All lines from the one with "Query: white hair woman" through the close of the records below are to be set down exactly, and no others.

(Dataset entries)
********
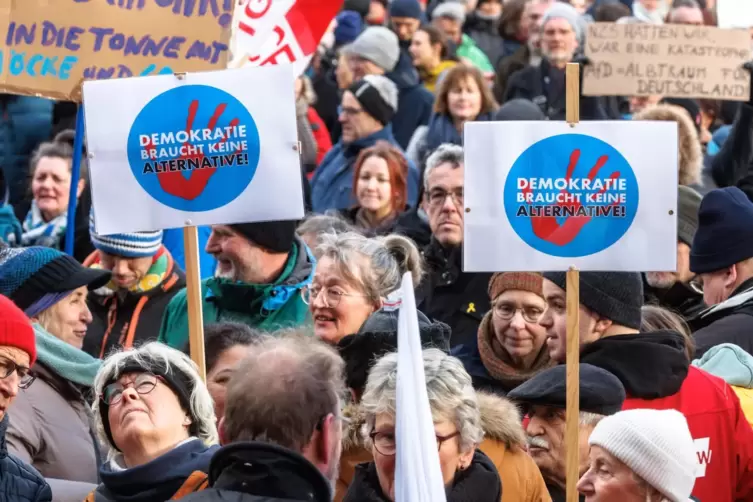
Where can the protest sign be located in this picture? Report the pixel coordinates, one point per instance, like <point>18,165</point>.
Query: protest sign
<point>215,147</point>
<point>51,47</point>
<point>669,60</point>
<point>734,13</point>
<point>601,196</point>
<point>268,32</point>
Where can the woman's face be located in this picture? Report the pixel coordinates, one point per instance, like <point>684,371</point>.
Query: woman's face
<point>219,375</point>
<point>609,480</point>
<point>464,100</point>
<point>51,186</point>
<point>340,308</point>
<point>150,422</point>
<point>69,318</point>
<point>373,188</point>
<point>515,320</point>
<point>451,459</point>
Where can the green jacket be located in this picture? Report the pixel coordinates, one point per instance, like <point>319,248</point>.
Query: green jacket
<point>266,307</point>
<point>470,51</point>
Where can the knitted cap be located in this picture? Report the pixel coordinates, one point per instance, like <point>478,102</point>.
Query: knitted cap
<point>16,330</point>
<point>522,281</point>
<point>725,231</point>
<point>274,236</point>
<point>688,203</point>
<point>655,444</point>
<point>618,296</point>
<point>379,45</point>
<point>378,95</point>
<point>133,245</point>
<point>28,274</point>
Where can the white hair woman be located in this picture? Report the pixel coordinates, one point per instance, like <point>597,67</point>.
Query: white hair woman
<point>467,472</point>
<point>355,276</point>
<point>640,456</point>
<point>157,416</point>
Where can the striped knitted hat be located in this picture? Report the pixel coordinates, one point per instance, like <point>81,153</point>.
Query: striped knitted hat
<point>133,245</point>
********
**Expected output**
Query: white hair woman
<point>467,472</point>
<point>355,276</point>
<point>640,456</point>
<point>157,416</point>
Where can the striped knitted hat be located in this picture? Report the pixel coordinates, one point per instance, like <point>81,153</point>.
Query: striped knitted hat
<point>133,245</point>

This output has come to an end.